SET TASK :: Reproduce the lines in the items below word for word, leaving out the pictures.

Annotated coordinate records ::
=-=-=
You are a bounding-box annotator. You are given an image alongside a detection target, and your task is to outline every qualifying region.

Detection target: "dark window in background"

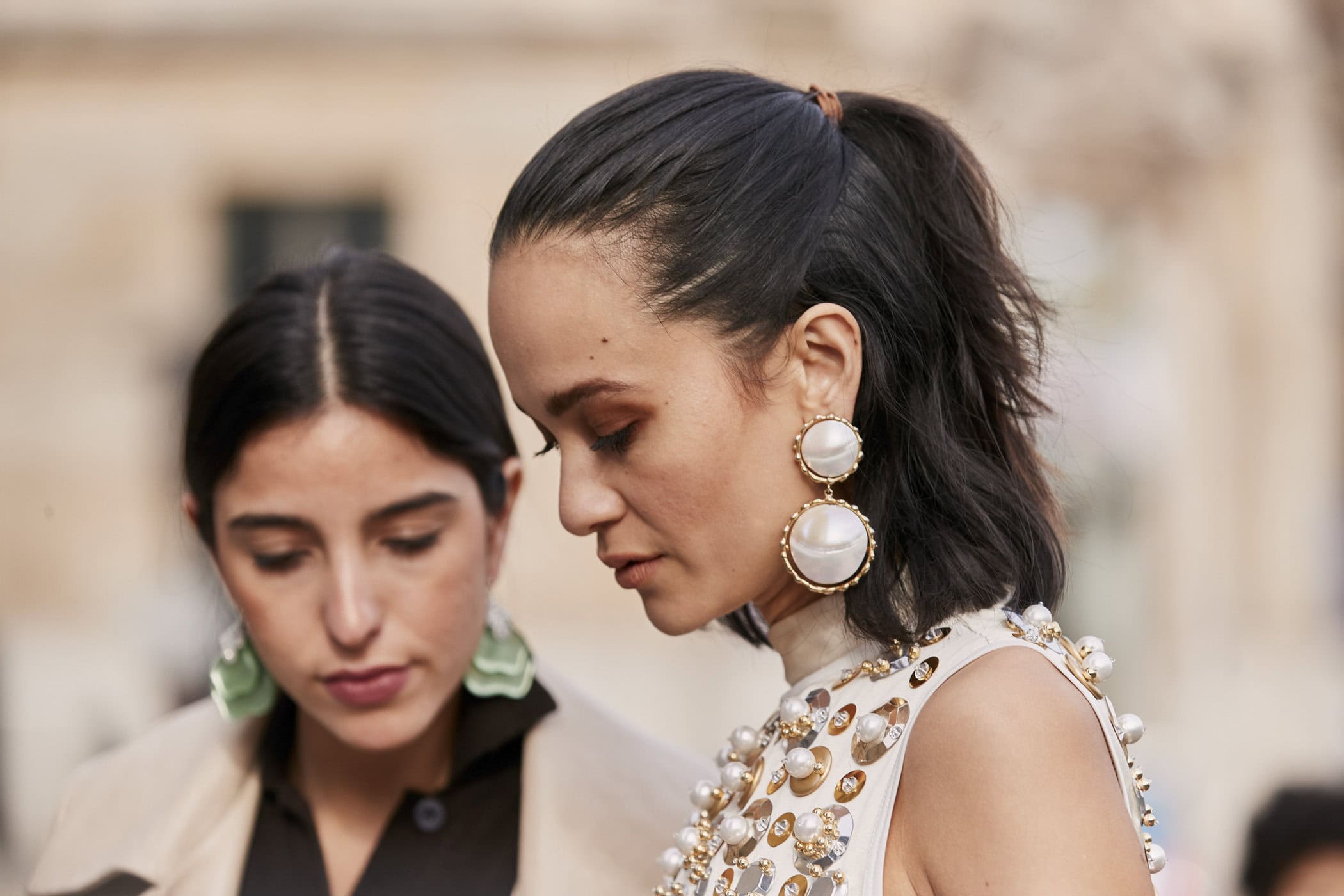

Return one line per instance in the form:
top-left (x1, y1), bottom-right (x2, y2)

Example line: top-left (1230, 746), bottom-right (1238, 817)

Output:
top-left (227, 200), bottom-right (387, 302)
=-=-=
EXERCISE ANSWER ::
You are a bounding-box annotator. You are given an image alongside a detection target, and your task is to outline every qualifying region.

Detection target: "dark window in background"


Return one line per instance in the form:
top-left (x1, y1), bottom-right (x2, y2)

Example line: top-left (1230, 746), bottom-right (1238, 817)

Output:
top-left (227, 200), bottom-right (387, 302)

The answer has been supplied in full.